_EXTRACTED TEXT_
*-*-*

Rosemary Sutcliff’s historical novel The Silver Branch was much admired and enjoyed by Amazon Scottish customer Robert Livingston, who gave it five stars a few years back.
When I was just old enough to start taking an interest in ‘real’ books, a wise librarian suggested to my mother that I might like The Silver Branch. I have loved it ever since and have read and reread it many times. Later books in Sutcliff’s Roman series–The Lantern Bearers and above all the magnificent Sword at Sunset–are perhaps greater, but there is a special quality to this book. It has such an extraordinary sense of time and place, and the story of conflicted loyalties and true friendship is so powerful and timeless.

*-*-*

_TO DO_
1. In the review, who suggested to the reviewer's mother that the reviewer might like The Silver Branch?
2. Pick out every row below that contains the word "nose", with matching case.
The rows that come next are unrelated to the review.

(Data entries)
*-*-*

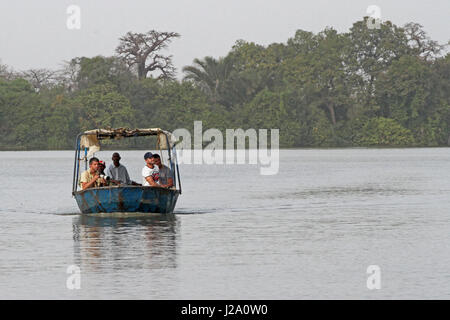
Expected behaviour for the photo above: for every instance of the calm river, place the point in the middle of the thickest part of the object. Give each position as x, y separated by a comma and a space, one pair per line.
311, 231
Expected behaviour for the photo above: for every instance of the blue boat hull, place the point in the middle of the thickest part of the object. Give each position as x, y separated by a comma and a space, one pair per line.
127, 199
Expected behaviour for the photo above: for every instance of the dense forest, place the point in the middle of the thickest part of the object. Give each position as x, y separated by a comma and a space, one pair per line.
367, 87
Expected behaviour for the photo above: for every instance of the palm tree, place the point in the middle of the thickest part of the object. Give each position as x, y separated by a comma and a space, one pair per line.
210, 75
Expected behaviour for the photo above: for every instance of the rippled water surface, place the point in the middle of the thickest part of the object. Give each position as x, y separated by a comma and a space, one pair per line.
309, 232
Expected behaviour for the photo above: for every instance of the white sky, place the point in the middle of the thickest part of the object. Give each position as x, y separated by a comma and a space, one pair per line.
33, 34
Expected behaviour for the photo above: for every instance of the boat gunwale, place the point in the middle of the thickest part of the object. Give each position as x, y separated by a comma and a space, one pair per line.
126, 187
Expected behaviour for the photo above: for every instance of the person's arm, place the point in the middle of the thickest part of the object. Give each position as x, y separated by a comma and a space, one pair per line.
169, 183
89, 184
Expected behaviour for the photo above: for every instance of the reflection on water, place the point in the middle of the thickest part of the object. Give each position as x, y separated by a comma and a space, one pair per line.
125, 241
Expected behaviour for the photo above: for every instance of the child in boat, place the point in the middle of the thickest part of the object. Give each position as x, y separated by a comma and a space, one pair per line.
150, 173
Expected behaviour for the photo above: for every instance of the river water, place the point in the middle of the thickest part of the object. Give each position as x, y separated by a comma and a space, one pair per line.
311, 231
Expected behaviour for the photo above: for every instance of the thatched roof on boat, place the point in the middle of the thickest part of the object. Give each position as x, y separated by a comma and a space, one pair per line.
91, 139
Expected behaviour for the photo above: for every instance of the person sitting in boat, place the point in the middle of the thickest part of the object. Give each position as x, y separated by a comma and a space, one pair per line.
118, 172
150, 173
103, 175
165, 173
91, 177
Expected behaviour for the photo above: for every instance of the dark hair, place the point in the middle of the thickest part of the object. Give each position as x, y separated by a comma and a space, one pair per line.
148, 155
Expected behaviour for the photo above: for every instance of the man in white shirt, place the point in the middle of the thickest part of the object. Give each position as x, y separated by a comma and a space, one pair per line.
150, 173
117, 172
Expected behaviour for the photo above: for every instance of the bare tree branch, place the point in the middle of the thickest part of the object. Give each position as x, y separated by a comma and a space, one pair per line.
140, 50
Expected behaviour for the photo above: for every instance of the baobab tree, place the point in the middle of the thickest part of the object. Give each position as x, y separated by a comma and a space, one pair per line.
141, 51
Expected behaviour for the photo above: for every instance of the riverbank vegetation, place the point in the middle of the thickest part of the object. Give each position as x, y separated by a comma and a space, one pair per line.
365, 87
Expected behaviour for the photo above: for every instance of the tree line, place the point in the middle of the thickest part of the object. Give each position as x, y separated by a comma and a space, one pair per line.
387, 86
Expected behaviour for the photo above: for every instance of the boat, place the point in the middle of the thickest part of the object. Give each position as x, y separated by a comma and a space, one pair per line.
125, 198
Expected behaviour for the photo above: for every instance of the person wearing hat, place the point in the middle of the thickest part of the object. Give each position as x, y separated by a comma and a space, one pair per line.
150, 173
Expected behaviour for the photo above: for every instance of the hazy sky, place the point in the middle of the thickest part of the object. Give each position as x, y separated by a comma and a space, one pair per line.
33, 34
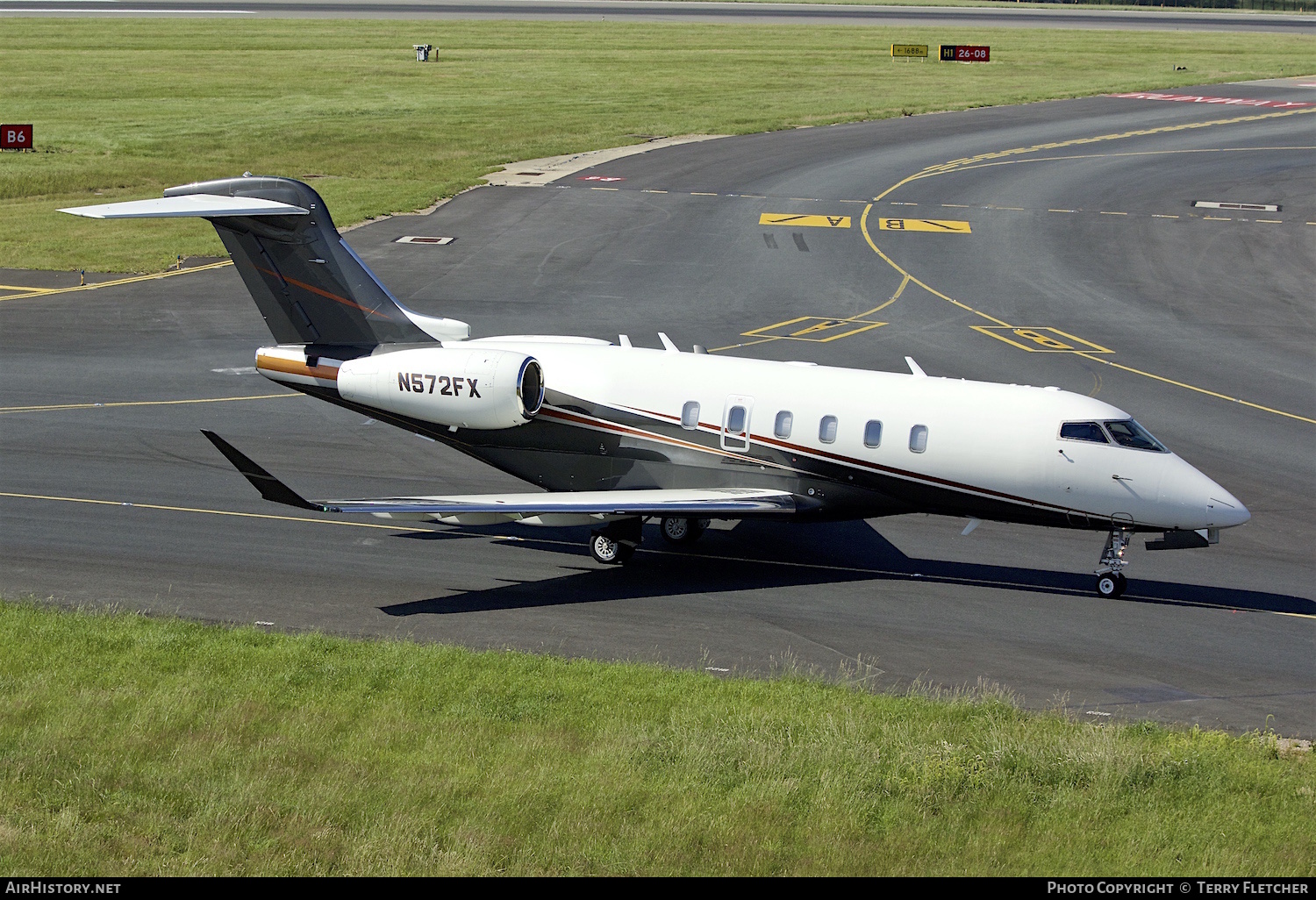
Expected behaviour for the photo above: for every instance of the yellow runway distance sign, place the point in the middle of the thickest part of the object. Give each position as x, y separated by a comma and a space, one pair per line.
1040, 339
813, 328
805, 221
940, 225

*-*-*

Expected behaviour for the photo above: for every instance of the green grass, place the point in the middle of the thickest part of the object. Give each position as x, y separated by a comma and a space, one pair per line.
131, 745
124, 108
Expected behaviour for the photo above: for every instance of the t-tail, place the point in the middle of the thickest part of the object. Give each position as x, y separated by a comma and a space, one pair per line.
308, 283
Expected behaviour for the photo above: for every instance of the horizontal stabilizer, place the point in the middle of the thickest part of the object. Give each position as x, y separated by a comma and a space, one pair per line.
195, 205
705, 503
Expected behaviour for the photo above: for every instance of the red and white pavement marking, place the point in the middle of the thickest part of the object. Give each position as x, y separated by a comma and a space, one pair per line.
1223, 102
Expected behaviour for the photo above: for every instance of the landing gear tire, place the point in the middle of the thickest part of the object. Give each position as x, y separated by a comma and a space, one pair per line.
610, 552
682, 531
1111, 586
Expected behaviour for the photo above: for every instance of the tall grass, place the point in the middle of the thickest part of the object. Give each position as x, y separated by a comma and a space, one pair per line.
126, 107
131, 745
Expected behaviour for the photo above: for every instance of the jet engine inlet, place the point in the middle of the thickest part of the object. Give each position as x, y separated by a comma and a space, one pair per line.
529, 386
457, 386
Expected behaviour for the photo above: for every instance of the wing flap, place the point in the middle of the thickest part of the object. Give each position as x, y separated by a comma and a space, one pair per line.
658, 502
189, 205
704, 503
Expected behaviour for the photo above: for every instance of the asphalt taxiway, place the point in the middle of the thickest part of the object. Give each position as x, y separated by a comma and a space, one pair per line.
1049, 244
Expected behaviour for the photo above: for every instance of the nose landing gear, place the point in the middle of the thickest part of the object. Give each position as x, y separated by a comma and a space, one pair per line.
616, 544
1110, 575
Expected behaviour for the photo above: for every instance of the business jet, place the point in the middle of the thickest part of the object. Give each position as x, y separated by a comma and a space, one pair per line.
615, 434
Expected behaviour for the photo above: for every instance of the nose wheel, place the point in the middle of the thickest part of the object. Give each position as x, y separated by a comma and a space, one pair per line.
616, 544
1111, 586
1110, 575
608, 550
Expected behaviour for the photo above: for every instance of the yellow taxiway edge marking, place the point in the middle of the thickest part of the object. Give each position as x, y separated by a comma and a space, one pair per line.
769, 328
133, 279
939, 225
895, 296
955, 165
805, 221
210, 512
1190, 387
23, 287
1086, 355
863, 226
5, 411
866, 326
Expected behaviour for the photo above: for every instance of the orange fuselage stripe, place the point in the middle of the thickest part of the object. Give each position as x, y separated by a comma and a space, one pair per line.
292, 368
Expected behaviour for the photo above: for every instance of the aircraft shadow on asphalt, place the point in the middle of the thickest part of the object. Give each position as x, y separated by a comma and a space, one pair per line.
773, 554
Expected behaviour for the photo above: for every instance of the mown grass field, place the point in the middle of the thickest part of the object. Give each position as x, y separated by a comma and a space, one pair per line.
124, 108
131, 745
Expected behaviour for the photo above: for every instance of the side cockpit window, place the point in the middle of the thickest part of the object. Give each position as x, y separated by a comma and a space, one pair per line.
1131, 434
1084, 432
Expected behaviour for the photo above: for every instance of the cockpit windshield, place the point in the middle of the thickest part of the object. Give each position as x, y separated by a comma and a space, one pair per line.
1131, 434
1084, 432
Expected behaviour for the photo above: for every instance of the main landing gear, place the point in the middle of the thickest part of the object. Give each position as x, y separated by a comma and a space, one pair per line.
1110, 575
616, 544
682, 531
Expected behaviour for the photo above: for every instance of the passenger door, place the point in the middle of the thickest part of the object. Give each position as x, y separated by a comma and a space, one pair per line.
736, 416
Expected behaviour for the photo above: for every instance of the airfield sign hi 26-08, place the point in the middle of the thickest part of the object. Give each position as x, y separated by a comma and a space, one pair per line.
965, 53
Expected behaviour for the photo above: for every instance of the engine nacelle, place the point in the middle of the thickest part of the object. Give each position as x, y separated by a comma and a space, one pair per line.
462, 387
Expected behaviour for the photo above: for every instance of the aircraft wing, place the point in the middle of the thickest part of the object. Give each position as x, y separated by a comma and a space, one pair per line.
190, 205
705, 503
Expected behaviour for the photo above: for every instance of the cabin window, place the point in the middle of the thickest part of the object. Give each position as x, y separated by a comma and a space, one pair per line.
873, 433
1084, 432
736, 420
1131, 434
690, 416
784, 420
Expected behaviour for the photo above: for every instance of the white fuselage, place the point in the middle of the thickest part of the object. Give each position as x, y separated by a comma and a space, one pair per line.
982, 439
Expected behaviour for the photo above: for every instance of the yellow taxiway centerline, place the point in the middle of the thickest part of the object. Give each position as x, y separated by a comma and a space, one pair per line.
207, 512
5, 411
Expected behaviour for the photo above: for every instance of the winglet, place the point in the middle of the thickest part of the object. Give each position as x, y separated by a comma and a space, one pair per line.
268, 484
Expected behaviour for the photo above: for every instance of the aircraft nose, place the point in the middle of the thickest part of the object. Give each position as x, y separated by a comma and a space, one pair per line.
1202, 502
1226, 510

*-*-*

_SOLUTIONS IN ORDER_
1. A wise librarian.

2.
Expected behaviour for the photo above: for every instance of the nose landing gear, place the point in the middle of the thickest part of the object. Give each position as x, y separated by a comma and a space, one pair per line.
Expected behaviour for the photo above: for every instance of the nose wheel, place the point in the middle of the thickest part of the object. Give each position as x, y separated by a comma and a space, one pair per line.
Expected behaviour for the photo above: for every instance of the aircraft nose, place the point in the middle of the thickest part of the object. Give each position as x, y separated by a comma and a space, one pair per line.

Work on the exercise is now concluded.